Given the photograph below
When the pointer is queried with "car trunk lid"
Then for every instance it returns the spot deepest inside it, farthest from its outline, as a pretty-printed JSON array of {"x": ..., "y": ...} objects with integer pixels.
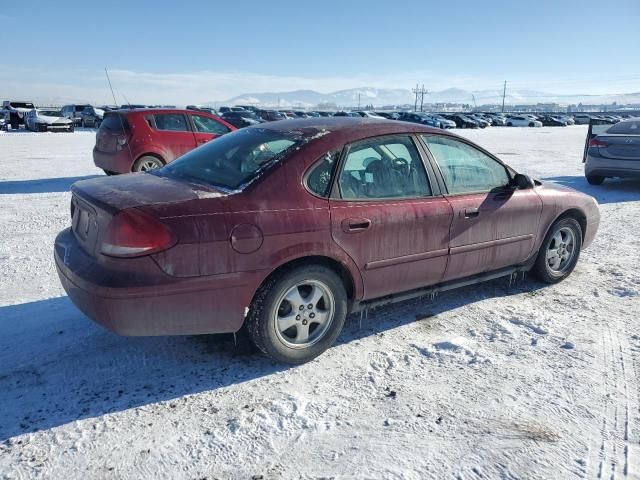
[{"x": 96, "y": 201}]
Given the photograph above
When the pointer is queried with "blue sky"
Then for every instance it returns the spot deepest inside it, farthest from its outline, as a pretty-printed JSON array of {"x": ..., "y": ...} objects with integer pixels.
[{"x": 204, "y": 50}]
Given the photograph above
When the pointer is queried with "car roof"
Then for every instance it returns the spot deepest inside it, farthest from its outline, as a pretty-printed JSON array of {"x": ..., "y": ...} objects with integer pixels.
[{"x": 135, "y": 111}]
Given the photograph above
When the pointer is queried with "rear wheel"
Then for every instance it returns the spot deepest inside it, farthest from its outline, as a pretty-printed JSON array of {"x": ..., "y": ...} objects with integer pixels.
[
  {"x": 146, "y": 163},
  {"x": 559, "y": 252},
  {"x": 595, "y": 179},
  {"x": 298, "y": 314}
]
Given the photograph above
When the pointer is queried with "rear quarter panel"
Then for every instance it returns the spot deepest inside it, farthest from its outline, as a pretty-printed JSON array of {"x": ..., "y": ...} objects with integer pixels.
[{"x": 556, "y": 201}]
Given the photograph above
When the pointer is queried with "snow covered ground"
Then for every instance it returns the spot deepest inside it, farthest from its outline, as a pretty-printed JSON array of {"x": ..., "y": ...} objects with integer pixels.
[{"x": 491, "y": 381}]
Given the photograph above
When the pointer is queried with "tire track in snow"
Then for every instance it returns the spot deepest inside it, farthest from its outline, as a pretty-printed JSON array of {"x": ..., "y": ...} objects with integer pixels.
[{"x": 611, "y": 459}]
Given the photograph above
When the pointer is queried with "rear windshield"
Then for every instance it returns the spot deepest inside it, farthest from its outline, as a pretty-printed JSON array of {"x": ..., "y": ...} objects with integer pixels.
[
  {"x": 114, "y": 122},
  {"x": 235, "y": 159},
  {"x": 626, "y": 128}
]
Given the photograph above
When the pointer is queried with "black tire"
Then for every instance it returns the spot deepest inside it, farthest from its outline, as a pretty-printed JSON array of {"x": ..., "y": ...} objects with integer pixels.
[
  {"x": 139, "y": 166},
  {"x": 261, "y": 320},
  {"x": 541, "y": 269},
  {"x": 595, "y": 179}
]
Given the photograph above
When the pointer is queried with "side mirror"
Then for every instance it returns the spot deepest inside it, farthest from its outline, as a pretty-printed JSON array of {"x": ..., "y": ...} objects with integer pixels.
[{"x": 522, "y": 181}]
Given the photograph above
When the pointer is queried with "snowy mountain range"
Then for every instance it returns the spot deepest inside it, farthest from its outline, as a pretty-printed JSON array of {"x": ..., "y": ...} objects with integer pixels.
[{"x": 398, "y": 96}]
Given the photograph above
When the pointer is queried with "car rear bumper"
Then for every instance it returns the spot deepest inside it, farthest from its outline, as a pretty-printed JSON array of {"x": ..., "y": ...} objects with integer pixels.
[
  {"x": 597, "y": 165},
  {"x": 155, "y": 304},
  {"x": 119, "y": 162}
]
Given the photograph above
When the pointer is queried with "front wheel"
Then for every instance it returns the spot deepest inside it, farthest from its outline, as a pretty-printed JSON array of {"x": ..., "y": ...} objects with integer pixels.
[
  {"x": 559, "y": 252},
  {"x": 595, "y": 179},
  {"x": 298, "y": 314}
]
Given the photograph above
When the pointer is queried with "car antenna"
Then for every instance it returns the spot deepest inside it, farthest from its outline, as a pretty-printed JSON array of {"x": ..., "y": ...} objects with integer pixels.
[{"x": 115, "y": 102}]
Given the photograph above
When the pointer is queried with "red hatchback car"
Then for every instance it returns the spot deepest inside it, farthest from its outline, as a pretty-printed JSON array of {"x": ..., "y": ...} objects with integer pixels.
[
  {"x": 285, "y": 227},
  {"x": 138, "y": 140}
]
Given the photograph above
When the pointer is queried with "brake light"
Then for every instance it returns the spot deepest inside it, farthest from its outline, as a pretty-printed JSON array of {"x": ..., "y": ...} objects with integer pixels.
[
  {"x": 594, "y": 142},
  {"x": 121, "y": 142},
  {"x": 132, "y": 233}
]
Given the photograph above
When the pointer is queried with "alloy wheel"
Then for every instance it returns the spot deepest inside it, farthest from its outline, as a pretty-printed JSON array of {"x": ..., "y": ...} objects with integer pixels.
[
  {"x": 561, "y": 250},
  {"x": 304, "y": 314}
]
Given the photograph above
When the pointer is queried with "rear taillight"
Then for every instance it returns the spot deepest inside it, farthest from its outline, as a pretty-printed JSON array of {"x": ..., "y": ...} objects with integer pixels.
[
  {"x": 121, "y": 142},
  {"x": 595, "y": 142},
  {"x": 132, "y": 233}
]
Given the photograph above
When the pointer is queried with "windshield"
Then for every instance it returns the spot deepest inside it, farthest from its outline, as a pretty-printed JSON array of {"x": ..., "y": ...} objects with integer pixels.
[{"x": 234, "y": 159}]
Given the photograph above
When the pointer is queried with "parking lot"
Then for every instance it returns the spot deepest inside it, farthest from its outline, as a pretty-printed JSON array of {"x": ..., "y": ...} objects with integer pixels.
[{"x": 499, "y": 380}]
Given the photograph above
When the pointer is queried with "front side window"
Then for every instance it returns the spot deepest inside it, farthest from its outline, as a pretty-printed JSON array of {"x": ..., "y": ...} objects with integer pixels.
[
  {"x": 174, "y": 122},
  {"x": 208, "y": 125},
  {"x": 319, "y": 179},
  {"x": 465, "y": 169},
  {"x": 387, "y": 167}
]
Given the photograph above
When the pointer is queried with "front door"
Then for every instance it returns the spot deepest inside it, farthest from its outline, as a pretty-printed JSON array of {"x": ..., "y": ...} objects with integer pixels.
[
  {"x": 494, "y": 224},
  {"x": 388, "y": 218}
]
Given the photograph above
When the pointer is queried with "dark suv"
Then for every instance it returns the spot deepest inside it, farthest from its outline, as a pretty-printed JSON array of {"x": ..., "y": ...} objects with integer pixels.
[{"x": 144, "y": 139}]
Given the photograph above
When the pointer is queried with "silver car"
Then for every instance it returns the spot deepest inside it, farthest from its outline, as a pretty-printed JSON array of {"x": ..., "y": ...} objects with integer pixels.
[{"x": 612, "y": 151}]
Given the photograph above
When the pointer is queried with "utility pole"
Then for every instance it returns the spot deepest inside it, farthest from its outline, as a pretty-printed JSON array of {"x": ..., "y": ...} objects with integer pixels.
[{"x": 504, "y": 92}]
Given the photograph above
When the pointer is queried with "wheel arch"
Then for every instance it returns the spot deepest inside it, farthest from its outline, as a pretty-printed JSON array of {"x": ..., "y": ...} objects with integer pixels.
[
  {"x": 574, "y": 213},
  {"x": 147, "y": 154},
  {"x": 352, "y": 288}
]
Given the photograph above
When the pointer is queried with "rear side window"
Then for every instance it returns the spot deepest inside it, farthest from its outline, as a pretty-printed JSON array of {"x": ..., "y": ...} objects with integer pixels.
[
  {"x": 114, "y": 122},
  {"x": 384, "y": 167},
  {"x": 625, "y": 128},
  {"x": 319, "y": 179},
  {"x": 173, "y": 122},
  {"x": 466, "y": 169},
  {"x": 208, "y": 125}
]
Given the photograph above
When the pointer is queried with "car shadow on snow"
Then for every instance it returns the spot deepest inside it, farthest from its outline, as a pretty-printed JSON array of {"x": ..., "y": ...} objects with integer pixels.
[
  {"x": 41, "y": 185},
  {"x": 613, "y": 190},
  {"x": 56, "y": 366}
]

◆ **What the exercise asks**:
Looking over the records, find each line with the word "rear" and copy it.

◆ **Task answer**:
When the pointer is queried with "rear wheel"
When the pointer is queried with "rear quarter panel"
When the pointer is queried with "rear windshield"
When the pointer is queried with "car rear bumper"
When the pointer is queried with "rear taillight"
When the pointer is queried with "rear side window"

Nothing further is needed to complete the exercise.